To be done: Collect every line of the listing below that contains the string "target", and copy each of those lines in full.

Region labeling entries

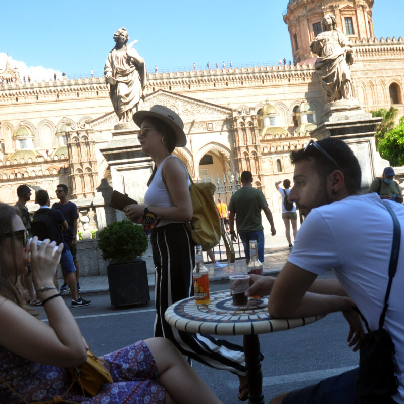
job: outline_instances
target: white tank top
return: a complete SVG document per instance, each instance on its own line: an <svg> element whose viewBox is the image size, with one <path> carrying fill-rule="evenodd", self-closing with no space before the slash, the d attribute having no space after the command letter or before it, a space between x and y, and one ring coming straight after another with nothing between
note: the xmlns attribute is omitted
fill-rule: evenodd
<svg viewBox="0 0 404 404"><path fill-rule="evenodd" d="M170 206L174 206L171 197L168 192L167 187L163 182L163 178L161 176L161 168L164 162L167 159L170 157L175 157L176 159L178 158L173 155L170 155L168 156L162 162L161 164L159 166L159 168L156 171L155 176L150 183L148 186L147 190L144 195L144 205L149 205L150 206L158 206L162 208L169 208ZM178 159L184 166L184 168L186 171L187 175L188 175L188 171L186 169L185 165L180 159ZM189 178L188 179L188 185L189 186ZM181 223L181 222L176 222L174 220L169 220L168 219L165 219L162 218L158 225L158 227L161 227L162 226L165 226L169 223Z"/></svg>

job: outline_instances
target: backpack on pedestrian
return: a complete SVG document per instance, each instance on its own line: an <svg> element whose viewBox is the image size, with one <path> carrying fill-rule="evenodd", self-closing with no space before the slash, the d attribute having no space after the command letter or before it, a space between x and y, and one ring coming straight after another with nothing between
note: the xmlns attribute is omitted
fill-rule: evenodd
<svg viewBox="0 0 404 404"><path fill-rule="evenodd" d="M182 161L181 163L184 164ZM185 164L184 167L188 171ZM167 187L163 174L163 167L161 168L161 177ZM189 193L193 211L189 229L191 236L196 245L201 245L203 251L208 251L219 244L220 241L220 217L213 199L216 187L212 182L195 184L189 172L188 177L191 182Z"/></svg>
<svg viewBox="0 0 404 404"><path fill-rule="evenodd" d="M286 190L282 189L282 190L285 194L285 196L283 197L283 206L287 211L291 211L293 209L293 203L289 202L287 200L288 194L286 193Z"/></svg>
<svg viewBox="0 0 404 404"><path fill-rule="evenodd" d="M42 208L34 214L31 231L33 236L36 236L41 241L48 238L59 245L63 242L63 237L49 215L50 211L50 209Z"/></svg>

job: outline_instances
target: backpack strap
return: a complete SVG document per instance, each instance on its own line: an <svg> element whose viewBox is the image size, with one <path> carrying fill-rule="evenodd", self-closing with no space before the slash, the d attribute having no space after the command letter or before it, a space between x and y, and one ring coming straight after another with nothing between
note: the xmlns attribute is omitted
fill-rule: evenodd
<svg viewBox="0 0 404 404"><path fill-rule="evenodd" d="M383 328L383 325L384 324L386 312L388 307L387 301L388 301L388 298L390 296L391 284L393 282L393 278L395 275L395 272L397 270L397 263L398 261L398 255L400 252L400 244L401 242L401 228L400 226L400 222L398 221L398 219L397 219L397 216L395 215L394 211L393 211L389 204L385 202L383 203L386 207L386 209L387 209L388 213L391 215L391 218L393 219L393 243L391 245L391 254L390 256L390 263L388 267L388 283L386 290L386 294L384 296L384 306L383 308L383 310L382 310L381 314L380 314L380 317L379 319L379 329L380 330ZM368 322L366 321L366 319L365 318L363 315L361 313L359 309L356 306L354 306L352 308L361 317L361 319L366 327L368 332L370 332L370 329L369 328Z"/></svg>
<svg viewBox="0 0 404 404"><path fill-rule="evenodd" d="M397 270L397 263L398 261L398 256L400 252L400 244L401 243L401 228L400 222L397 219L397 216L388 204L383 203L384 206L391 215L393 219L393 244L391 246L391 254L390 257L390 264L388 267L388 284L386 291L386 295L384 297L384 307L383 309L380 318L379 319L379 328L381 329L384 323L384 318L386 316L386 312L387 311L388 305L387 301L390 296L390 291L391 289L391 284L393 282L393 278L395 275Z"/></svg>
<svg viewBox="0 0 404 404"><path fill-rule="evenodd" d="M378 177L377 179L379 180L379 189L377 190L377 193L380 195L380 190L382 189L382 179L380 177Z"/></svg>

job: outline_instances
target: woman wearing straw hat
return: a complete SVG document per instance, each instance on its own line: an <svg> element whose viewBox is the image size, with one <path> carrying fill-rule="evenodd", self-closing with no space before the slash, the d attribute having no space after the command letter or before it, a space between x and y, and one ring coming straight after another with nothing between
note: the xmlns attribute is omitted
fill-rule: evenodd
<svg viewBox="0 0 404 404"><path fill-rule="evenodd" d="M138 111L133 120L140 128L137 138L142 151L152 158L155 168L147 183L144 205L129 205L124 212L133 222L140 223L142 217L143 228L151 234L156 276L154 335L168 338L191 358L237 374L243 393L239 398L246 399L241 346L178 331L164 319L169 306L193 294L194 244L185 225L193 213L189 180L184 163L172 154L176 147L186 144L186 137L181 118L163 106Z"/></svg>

* * *

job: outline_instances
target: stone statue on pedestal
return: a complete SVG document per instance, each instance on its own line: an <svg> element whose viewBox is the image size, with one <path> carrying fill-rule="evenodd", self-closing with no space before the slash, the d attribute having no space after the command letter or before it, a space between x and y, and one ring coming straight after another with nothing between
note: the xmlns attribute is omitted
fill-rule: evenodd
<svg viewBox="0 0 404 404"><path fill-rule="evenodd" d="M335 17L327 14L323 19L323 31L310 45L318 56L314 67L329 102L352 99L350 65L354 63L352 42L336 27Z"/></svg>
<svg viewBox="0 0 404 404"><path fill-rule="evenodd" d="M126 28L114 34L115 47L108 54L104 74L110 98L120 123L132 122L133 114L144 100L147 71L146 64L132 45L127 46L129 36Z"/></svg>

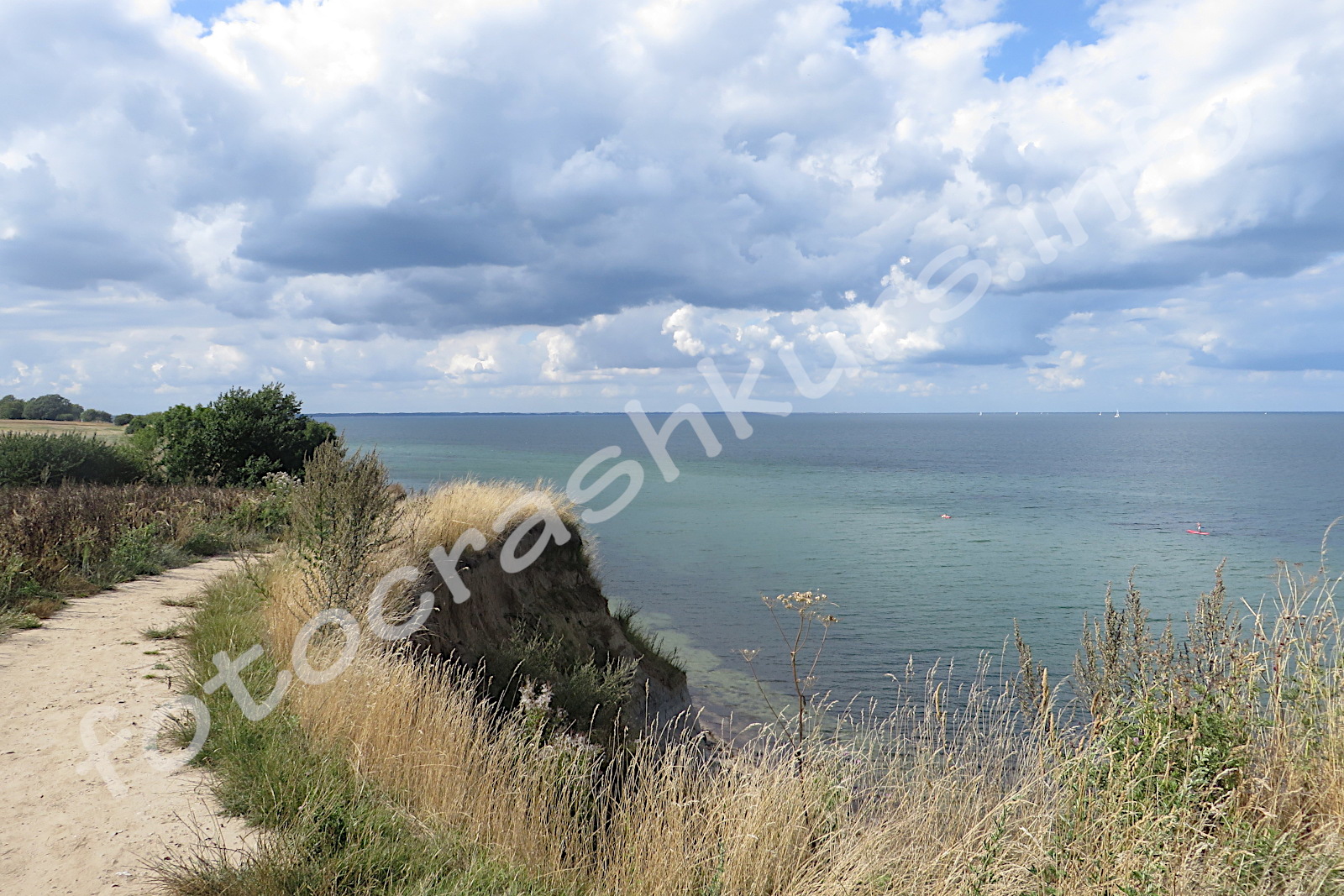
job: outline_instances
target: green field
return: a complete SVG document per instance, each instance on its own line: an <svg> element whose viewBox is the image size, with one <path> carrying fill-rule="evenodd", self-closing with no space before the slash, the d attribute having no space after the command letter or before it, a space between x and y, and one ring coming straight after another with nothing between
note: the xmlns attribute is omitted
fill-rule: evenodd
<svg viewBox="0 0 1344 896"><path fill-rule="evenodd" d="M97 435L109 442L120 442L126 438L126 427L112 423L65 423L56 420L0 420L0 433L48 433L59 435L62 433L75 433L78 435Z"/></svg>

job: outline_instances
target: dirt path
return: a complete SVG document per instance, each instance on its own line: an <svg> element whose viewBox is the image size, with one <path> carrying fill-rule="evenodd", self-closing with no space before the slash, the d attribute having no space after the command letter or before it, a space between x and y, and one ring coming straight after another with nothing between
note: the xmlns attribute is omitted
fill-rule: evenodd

Written answer:
target: white tank top
target: backpack on pedestrian
target: backpack strap
target: woman wearing straw hat
target: stone statue on pedestal
target: green field
target: dirt path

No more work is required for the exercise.